====== Text block ======
Domestic production is rebounding, and overland shipments from Mongolia are expanding, reducing the reliance on seaborne cargoes.
ANZ notes that without a material strengthening in Chinese demand, prices are likely to ease after holding steady in early 2026.
Precious Metals
Gold (US$4,951/oz)
The yellow metal’s record-breaking run paused after touching US$5,600, retreating as the Warsh nomination strengthened the U.S. dollar.
Despite the short-term correction, the medium-term outlook remains bullish.
ANZ forecasts prices to approach US$5,000/oz by June 2026, driven by continued central bank purchases - estimated at 900–950 tonnes this year - and lingering concerns over U.S. fiscal independence.
The metal continues to serve as a critical portfolio diversifier amid rising equity market concentration.
Silver (US$75.75/oz)
Silver experienced significant volatility, correcting sharply from its recent peak of US$121.
While the metal has benefited from tightening physical supply and its dual role as a monetary and industrial asset, it remains vulnerable in the near term.
ANZ highlights that easing market tightness and potential inventory releases could weigh on prices.
However, the gold-to-silver ratio is expected to recover from decade lows as the market stabilises.
Energy
Crude Oil (Brent US$68.10/bbl; WTI US$63.50/bbl)
Oil markets are navigating a complex geopolitical landscape.
U.S. sanctions on Rosneft and Lukoil are threatening a significant share of Russia’s oil exports, with India’s imports already plunging from 1.7mb/d to approximately 300kb/d.
While potential political transitions in Venezuela could eventually add supply, near-term instability keeps disruption risks high.
Globally, the market balance is expected to shift into a surplus of 1.74mb/d in 2026 as rising OPEC+ output meets softer refinery runs.
China’s strategic stockpiling remains a key factor absorbing excess barrels.
LNG (US$3.41/MMBtu)
The global gas market is bracing for a "supply wave" of new capacity.
Projects including Plaquemines, Corpus Christi Stage 3, and LNG Canada are set to lift global supply by roughly 10% in 2026.
While Europe remains a key demand centre as it replaces pipeline flows, the surge in new capacity is expected to overwhelm demand growth in the near term.
======
→ **Requirement 1**: Write out everything in the commodities outlook from "Despite the short-term" down to "vulnerable in the near term.", word for word.
→ **Requirement 2**: According to the commodities outlook, how many tonnes of gold are central banks estimated to purchase this year?
→ **Requirement 3**: State whether each statement agrees with the commodities outlook, answering yes or no and quoting the words that decide it: (a) Silver's recent peak was US$121. (b) The global oil market is expected to move into a deficit in 2026. (c) New LNG projects are set to lift global supply by roughly 20% in 2026.
====== Recorded data ======
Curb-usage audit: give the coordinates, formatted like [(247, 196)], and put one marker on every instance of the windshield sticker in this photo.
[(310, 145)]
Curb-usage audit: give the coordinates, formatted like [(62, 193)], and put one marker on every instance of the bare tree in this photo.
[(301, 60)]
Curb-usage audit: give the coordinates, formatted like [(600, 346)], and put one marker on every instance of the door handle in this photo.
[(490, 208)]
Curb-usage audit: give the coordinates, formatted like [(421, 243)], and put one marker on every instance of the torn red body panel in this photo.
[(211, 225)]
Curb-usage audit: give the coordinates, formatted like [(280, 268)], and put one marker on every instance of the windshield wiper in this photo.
======
====== Recorded data ======
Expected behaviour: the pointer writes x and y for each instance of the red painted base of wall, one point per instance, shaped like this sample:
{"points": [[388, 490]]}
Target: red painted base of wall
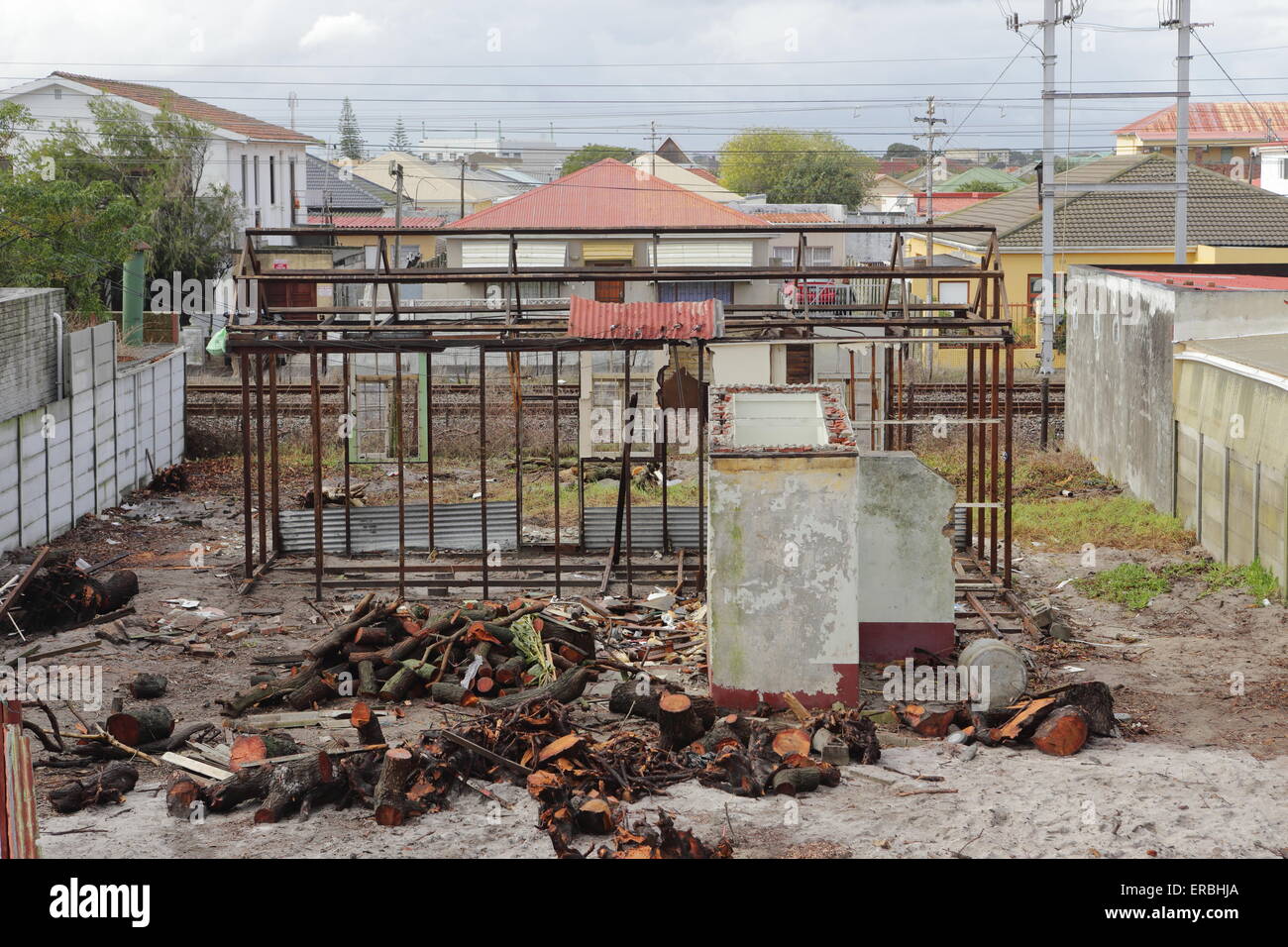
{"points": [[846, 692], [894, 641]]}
======
→ **Exercise answer 1**:
Despite the short-term correction, the medium-term outlook remains bullish.
ANZ forecasts prices to approach US$5,000/oz by June 2026, driven by continued central bank purchases - estimated at 900–950 tonnes this year - and lingering concerns over U.S. fiscal independence.
The metal continues to serve as a critical portfolio diversifier amid rising equity market concentration.
Silver (US$75.75/oz)
Silver experienced significant volatility, correcting sharply from its recent peak of US$121.
While the metal has benefited from tightening physical supply and its dual role as a monetary and industrial asset, it remains vulnerable in the near term.

→ **Exercise answer 2**: 900–950 tonnes.

→ **Exercise answer 3**:
(a) Yes: "correcting sharply from its recent peak of US$121"
(b) No: "the market balance is expected to shift into a surplus of 1.74mb/d in 2026"
(c) No: "set to lift global supply by roughly 10% in 2026"